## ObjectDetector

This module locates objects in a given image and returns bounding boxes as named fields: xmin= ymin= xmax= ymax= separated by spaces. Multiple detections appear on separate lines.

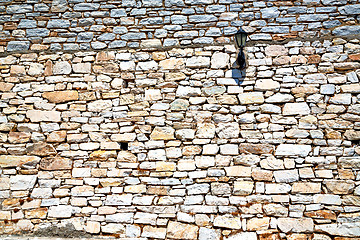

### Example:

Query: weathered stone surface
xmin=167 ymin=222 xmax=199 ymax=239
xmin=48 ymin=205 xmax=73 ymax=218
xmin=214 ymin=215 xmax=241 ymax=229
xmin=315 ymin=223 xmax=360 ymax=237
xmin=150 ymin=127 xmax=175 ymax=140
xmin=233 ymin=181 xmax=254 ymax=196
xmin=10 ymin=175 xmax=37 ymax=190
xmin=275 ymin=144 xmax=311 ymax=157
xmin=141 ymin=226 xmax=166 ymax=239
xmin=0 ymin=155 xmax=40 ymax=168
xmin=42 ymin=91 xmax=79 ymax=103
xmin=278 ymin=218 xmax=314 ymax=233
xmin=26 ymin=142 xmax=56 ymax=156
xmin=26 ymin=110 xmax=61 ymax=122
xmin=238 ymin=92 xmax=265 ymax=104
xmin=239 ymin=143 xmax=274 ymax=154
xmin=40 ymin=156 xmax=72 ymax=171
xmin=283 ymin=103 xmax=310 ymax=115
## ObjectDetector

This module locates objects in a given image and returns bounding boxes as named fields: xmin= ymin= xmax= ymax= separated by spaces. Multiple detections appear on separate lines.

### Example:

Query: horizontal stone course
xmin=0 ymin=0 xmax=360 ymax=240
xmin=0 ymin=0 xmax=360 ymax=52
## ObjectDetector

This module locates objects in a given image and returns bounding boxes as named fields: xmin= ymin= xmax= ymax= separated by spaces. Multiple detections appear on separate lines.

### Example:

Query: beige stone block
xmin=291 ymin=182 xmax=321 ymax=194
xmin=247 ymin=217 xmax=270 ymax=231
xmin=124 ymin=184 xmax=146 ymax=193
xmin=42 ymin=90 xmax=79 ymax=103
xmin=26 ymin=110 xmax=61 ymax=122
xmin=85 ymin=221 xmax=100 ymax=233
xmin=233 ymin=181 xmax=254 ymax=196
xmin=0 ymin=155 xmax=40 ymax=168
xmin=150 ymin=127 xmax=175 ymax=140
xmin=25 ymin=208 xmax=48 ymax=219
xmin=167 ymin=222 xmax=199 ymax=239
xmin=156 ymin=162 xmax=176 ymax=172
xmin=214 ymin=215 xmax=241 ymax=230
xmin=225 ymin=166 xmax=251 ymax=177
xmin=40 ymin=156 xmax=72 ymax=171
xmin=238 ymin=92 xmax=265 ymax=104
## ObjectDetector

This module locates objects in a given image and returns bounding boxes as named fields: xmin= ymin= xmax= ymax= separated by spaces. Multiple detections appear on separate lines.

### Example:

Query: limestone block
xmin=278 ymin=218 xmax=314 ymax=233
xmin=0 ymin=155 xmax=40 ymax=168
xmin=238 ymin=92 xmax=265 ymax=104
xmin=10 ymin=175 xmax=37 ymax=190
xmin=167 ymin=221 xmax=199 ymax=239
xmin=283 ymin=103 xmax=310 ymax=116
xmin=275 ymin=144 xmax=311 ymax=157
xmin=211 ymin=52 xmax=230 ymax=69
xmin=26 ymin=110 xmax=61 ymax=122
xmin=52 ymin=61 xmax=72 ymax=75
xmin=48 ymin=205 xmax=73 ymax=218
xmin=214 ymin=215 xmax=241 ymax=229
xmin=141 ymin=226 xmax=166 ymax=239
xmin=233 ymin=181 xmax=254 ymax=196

...

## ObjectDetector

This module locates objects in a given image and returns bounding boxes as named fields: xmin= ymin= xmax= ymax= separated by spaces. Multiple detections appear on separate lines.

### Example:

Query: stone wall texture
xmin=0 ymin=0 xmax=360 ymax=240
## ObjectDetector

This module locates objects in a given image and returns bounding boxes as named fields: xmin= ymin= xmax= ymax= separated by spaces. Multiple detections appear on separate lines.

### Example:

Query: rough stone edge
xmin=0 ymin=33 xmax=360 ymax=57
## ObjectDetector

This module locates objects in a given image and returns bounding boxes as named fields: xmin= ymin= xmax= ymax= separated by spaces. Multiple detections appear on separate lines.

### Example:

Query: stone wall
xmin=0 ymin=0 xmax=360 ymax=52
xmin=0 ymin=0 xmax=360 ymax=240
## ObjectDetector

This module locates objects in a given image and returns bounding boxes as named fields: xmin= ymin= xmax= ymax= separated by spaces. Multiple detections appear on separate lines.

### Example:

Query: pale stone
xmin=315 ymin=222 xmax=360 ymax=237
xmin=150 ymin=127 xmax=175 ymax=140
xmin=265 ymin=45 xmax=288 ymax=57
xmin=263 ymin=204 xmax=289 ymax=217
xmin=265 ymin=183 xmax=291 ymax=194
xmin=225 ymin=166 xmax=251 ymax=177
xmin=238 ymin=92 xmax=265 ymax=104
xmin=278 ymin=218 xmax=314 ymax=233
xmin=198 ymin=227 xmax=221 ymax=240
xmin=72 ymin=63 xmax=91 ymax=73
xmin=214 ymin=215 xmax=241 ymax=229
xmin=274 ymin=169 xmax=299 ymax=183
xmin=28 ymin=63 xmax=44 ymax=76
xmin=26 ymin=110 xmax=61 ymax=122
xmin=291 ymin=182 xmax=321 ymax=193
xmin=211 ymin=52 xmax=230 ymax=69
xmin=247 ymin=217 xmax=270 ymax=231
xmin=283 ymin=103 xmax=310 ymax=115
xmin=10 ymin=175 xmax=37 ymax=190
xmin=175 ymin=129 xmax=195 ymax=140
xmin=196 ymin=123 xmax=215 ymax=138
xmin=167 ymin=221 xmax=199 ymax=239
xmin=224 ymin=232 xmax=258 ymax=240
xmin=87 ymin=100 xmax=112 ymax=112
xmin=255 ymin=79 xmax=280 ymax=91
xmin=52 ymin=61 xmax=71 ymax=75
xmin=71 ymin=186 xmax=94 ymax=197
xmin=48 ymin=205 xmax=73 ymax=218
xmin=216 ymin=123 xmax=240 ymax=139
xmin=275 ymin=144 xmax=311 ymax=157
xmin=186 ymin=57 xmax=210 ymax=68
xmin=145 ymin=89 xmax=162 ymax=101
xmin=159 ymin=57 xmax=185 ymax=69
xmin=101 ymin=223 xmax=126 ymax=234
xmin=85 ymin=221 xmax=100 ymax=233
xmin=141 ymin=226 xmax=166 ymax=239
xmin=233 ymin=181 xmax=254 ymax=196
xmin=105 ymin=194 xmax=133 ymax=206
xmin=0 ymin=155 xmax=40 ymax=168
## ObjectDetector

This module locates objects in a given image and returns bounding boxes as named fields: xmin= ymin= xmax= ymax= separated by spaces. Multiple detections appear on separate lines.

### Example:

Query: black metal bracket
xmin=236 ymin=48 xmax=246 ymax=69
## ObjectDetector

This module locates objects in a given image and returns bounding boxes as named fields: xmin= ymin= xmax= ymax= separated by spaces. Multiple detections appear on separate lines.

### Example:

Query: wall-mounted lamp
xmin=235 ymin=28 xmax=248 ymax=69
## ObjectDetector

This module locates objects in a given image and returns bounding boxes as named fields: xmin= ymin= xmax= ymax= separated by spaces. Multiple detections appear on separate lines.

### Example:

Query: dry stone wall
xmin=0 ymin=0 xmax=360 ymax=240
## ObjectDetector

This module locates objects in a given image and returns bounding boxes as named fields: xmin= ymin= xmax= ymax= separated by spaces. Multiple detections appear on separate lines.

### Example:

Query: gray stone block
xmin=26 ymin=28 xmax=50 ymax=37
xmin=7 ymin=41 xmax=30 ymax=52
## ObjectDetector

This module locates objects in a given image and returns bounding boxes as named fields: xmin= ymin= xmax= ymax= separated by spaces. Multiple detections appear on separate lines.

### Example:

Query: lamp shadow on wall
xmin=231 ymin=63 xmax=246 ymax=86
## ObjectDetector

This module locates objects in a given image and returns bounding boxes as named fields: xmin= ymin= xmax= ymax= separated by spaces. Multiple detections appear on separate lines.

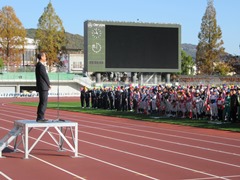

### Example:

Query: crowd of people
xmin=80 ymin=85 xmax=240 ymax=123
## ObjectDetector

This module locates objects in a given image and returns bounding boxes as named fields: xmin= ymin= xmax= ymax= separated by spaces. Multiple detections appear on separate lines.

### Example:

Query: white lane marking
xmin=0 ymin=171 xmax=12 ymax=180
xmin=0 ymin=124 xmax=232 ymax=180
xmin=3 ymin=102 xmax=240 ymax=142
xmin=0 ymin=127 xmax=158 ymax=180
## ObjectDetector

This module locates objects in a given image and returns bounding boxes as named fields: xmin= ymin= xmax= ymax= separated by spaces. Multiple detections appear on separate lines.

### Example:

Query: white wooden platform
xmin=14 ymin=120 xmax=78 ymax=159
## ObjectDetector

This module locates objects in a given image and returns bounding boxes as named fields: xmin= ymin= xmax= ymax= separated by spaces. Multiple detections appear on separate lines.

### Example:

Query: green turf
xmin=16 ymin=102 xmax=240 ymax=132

Problem to work on:
Select each line above that contains the word "white", and copy those lines.

Finished exercise:
Query: white lane marking
Query: white wooden platform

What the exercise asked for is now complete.